## PROBLEM DESCRIPTION
The answer must restate every entry exactly as it appears.

## AVAILABLE RECORDS
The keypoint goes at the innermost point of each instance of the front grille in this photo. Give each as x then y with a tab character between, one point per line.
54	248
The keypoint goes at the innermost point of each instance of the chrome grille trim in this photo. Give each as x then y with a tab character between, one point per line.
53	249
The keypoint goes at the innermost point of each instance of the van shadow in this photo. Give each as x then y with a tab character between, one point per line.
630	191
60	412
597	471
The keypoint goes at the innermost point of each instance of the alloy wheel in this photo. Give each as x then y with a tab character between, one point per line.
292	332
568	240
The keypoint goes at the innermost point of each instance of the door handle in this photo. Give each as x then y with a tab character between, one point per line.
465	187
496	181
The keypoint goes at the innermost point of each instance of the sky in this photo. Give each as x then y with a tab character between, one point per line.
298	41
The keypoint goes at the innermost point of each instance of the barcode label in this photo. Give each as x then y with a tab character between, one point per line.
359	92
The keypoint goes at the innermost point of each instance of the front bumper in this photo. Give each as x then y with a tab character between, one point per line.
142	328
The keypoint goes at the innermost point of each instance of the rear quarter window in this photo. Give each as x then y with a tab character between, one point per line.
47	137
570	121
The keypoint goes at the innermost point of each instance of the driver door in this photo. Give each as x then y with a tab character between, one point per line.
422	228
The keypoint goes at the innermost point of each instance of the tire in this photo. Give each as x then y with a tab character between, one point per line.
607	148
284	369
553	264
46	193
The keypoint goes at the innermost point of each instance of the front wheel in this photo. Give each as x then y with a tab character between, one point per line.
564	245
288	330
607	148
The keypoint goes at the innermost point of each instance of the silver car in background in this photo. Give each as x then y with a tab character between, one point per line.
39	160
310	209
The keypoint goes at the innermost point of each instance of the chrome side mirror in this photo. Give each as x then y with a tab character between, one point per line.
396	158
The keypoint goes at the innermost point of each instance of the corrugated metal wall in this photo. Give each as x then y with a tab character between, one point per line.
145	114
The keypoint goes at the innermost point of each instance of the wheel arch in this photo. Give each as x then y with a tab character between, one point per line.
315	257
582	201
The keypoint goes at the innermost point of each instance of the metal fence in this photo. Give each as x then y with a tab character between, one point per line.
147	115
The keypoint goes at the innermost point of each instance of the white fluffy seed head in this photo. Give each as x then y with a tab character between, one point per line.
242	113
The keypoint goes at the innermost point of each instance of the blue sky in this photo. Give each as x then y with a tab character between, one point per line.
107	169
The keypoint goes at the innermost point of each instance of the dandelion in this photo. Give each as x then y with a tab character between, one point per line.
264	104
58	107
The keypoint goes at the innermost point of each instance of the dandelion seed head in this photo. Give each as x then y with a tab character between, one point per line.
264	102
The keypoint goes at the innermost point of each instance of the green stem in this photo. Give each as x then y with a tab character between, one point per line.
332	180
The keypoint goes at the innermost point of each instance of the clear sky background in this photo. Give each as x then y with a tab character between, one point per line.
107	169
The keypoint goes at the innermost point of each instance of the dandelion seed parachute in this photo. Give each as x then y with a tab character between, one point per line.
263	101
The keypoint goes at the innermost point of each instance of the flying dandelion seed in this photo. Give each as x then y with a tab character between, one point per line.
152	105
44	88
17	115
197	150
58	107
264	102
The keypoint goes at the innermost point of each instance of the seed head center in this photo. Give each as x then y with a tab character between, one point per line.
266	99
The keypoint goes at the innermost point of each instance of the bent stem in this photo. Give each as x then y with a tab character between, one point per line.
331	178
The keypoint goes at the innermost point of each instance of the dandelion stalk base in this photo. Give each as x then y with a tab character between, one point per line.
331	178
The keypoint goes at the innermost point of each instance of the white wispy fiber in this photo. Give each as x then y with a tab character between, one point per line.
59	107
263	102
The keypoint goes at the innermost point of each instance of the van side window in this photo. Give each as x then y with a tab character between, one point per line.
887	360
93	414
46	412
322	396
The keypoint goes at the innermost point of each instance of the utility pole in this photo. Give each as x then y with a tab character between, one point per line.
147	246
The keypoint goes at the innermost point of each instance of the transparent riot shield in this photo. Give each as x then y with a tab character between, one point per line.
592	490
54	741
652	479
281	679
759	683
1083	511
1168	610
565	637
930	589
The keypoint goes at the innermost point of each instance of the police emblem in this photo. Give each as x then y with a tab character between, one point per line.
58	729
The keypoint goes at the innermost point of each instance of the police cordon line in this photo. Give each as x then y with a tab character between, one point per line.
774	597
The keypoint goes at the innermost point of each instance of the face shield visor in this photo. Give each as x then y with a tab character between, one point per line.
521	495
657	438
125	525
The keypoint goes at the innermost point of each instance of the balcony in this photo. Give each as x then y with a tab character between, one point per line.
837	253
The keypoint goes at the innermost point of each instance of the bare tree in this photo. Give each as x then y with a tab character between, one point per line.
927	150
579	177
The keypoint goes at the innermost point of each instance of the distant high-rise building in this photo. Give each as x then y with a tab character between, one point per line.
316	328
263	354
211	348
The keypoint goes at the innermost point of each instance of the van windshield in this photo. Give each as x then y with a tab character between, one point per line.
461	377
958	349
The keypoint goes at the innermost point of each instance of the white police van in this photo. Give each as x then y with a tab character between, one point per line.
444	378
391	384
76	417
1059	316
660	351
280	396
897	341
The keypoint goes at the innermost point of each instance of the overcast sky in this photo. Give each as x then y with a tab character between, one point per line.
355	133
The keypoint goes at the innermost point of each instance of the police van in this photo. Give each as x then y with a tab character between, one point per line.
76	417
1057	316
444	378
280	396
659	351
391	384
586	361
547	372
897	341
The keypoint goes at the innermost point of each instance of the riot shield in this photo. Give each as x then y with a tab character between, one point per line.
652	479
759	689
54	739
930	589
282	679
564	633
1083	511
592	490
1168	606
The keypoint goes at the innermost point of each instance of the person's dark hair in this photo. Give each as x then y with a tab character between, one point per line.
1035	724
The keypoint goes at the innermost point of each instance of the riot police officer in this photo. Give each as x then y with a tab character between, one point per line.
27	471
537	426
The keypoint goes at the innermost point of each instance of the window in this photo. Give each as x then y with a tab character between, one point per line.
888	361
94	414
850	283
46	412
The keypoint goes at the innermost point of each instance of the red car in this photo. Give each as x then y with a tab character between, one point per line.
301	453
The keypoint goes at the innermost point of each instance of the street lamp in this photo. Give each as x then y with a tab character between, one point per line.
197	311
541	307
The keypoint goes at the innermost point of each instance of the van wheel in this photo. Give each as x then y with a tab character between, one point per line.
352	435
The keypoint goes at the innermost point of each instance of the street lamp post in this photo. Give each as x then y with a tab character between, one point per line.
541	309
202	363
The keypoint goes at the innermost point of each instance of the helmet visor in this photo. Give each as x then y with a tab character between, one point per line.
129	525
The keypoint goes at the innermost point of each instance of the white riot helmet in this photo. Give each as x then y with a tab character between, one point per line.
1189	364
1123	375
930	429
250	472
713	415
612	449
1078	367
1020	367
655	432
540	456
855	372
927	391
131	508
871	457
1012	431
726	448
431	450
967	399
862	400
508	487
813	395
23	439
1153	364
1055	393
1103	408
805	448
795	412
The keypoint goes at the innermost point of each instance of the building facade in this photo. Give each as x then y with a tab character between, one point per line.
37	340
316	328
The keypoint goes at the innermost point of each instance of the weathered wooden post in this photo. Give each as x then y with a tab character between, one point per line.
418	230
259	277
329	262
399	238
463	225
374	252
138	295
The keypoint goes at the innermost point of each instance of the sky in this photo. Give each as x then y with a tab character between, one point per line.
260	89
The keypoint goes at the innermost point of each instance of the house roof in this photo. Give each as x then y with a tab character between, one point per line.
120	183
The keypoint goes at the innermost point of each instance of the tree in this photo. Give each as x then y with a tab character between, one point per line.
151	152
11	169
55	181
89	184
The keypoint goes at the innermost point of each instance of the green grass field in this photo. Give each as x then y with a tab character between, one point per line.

## RESPONSE TO THIS TASK
The keypoint goes at the innermost point of each instance of the front grille in this photo. Give each as x then y with a tab character between, one point per line.
54	248
The keypoint goes at the innermost point of each instance of the chrome grille trim in this photo. Give each as x then y with a tab character between, one point per line.
53	249
The keypoint goes at the innermost point of each instance of the van shadow in this photo. Give each as x then y with a tab character between, one point per line.
630	191
60	412
597	471
The keypoint goes at the innermost point of each instance of the alloy wheel in this photo. Give each as x then y with a tab character between, one point per line.
292	332
568	240
The keypoint goes at the innermost point of each instance of the door handle in this photo. Give each as x then y with a tab character between, one point per line.
465	187
496	181
The keypoint goes at the innermost point of each instance of the sky in this photo. Give each as x then y with a tab character between, one point per line.
298	41
The keypoint goes at the innermost point of each instance of the barcode label in this photo. Give each as x then y with a tab character between, one point per line.
359	92
The keypoint goes at the innermost point of each instance of the front bumper in this photo. Give each as x then y with a tab character between, one point per line.
142	328
The keypoint goes at the innermost point of each instance of the rear quarter window in this photo. Give each as x then y with a tab character between, one point per line.
47	137
570	121
The keypoint goes at the innermost point of each instance of the driver door in this photo. Give each as x then y with a tab character between, one point per line.
422	228
The keypoint goes at the innermost point of each instance of the tire in this photo. Give each as x then y with a tab character between, one point per line.
607	148
284	369
553	264
46	193
The keypoint goes at the innermost point of each instance of the front wheel in this photo. Give each as x then y with a tab character between, one point per line.
564	245
288	330
607	148
The keypoint goes at the innermost point of each instance of the silver car in background in this photo. Give each as x then y with a tab character between, one point per line.
39	160
310	209
The keypoint goes at the innermost point of each instance of the chrome side mirror in this photo. Give each as x then y with a tab character between, one point per line.
396	158
The keypoint goes at the innermost point of each instance of the corrugated metal wall in this photo. Give each as x then y with a tab character between, one point per line.
145	114
The keypoint goes at the innermost point of each instance of the wheel arch in this photo. Give each as x then y with a tab character between, one point per line.
315	257
582	201
The keypoint goes at the innermost point of each instance of the metal fence in this photo. Give each as x then y with a tab character between, one point per line.
147	115
The keypoint goes at the innermost point of each instance of the white fluffy seed head in this photo. Give each as x then y with a tab character between, one point per line.
242	113
The keypoint goes at the innermost point of each instance of the blue sky in this photo. Give each as x then y with a tab character between, one point per line.
107	169
The keypoint goes at the innermost point of each instance of the dandelion in this photo. Give each as x then y with a tab character between, one point per line.
264	104
58	107
The keypoint goes at the innermost point of each instance of the dandelion seed head in this photo. Give each as x then y with a tab character between, one point per line.
264	102
The keypoint goes at the innermost point of each instance of the green stem in this photo. Give each as x then y with a tab character between, one point per line.
332	180
The keypoint goes at the innermost point of each instance of the clear sky background in this photo. Give each as x then y with a tab character between, one point per line.
107	169
The keypoint goes at the innermost point of each instance of the dandelion seed parachute in this photo. Give each as x then y with a tab character between, one point per line.
263	101
The keypoint goes at the innermost point of each instance of the flying dandelion seed in this photo. Give each as x then y with a tab character between, one point per line.
152	105
44	88
17	115
197	150
58	107
264	102
The keypoint goes at the innermost point of each instance of the seed head center in this photo. Give each as x then y with a tab character between, one point per line.
266	99
The keypoint goes at the innermost point of each instance of the bent stem in this photo. Give each as x then y with a tab character between, one point per line.
331	178
The keypoint goes at the innermost point of each instance of the dandelion stalk base in this photo. Give each as x then y with a tab character between, one point per line.
331	178
The keypoint goes at the innermost point of each instance of the white wispy fiber in this photo. Give each as x then y with a tab character between, one point per line.
59	107
263	102
The keypoint goes at the innermost point of each instance of the van side window in this photo. Give each as x then y with a tab character between, one point per line.
887	360
93	414
46	412
322	396
The keypoint goes at the innermost point of each instance of the utility pole in this photo. Give each as x then y with a tab character between, one point per line.
147	246
The keypoint goes at the innermost point of each instance of the transparent riot shield in this photo. Give each as x then y with a tab character between, one point per line.
592	490
54	741
652	479
281	679
759	683
1083	511
1168	610
565	637
930	589
The keypoint goes at the innermost point of each instance of the police emblem in this photo. Give each as x then y with a tab character between, one point per line.
58	729
The keypoint goes at the innermost point of each instance of the police cordon line in this photo. Give each as x then y with a tab character between, one point per line.
774	597
The keypoint goes at the innermost point of each instance of the face shield visor in this photo. Give each as x then y with a tab character between, one point per line.
521	495
657	438
125	525
The keypoint goes at the innermost point of each instance of the balcony in this photo. Give each as x then y with a tab character between, one point per line.
837	253
The keypoint goes at the innermost point of each instance of the bare tree in this photo. Give each as x then y with a tab character between, one point per line.
927	150
579	177
The keypoint goes at the innermost point of each instance of the distant high-rise building in this photo. Give each as x then y with a tab character between, one point per line.
316	328
263	354
211	348
The keypoint goes at the innermost point of each instance of the van windshield in this photo. Give each as x then y with a tab character between, one point per line.
461	377
958	349
The keypoint goes at the innermost point of each instance of the white police van in this photo. Give each as x then y with a tab character between, one point per line.
444	378
391	384
76	417
1059	316
660	351
280	396
897	341
The keypoint goes at the innermost point of each instance of the overcast sky in this photo. Give each as x then y with a tab character between, one point per line.
355	133
The keypoint goes at the innermost point of each instance of the police van in this photo. Give each as x then y with a tab character between, one point per line.
76	417
1057	316
444	378
280	396
659	351
391	384
586	361
547	372
897	341
The keypoint goes at the innermost point of each instance of the riot shield in this photo. Give each as x then y with a tab character between, one point per line.
652	479
759	689
54	739
930	589
282	679
564	633
1083	511
592	490
1168	606
The keypoint goes at the innermost point of each instance of the person's dark hair in this photo. Give each as x then y with a tab character between, one point per line.
1035	724
The keypoint goes at the innermost point of each instance of the riot police officer in this photo. Give each as x then y with a tab character between, one point per line.
27	471
537	426
The keypoint goes at the innermost point of each instance of the window in this photo. Give each as x then y with a tab character between, one point per line.
888	361
94	414
850	283
46	412
The keypoint goes at the innermost point of each instance of the red car in this photo. Give each as x then y with a tab character between, one point per line.
301	453
The keypoint goes at the innermost point of each instance of the street lamp in this photo. Give each as x then y with a tab character between, one point per line.
197	311
541	307
The keypoint goes at the innermost point of each instance of the van wheel in this photo. Give each as x then y with a tab character between, one point per line.
352	435
The keypoint goes at the innermost point of each instance of the street lamp post in this photo. Give each as x then y with a tab character between, one point per line.
541	309
202	363
The keypoint goes at the innermost point of each instance of the helmet visor in this photo. Give each as x then y with a tab character between, one point per line.
129	525
The keypoint goes at the innermost point of each instance of the white riot helmet in this photo. Give each as x then y with a tab character between, one point per line.
1189	364
1123	375
930	429
250	472
713	415
612	449
1078	367
1020	367
655	432
540	456
855	372
927	391
131	508
871	457
1012	431
726	448
431	450
967	399
862	400
508	487
813	395
23	439
1153	364
1055	393
1103	408
805	448
795	412
The keypoint goes at the innermost point of each instance of the building facade in this photo. Give each as x then y with a tab character between, one point per line.
37	340
316	328
The keypoint goes at the innermost point of each instance of the weathered wooden post in this photo. Give each as x then y with a tab character between, one point per line.
418	230
259	277
329	262
399	238
463	225
374	252
138	295
The keypoint goes at the innermost point of each instance of the sky in this photo. Give each as x then y with a tab character between, one point per line.
260	89
The keypoint goes at the innermost point of each instance of the house roof in this photo. Give each as x then y with a tab character between, one point per line.
120	183
The keypoint goes at the innermost point of each instance of the tree in this photo. Give each as x then y with a tab character between, one point per line.
151	152
11	169
55	181
89	184
The keypoint goes at the innermost point of each instance of the green grass field in this photo. Give each as x then y with a tab character between, one point per line.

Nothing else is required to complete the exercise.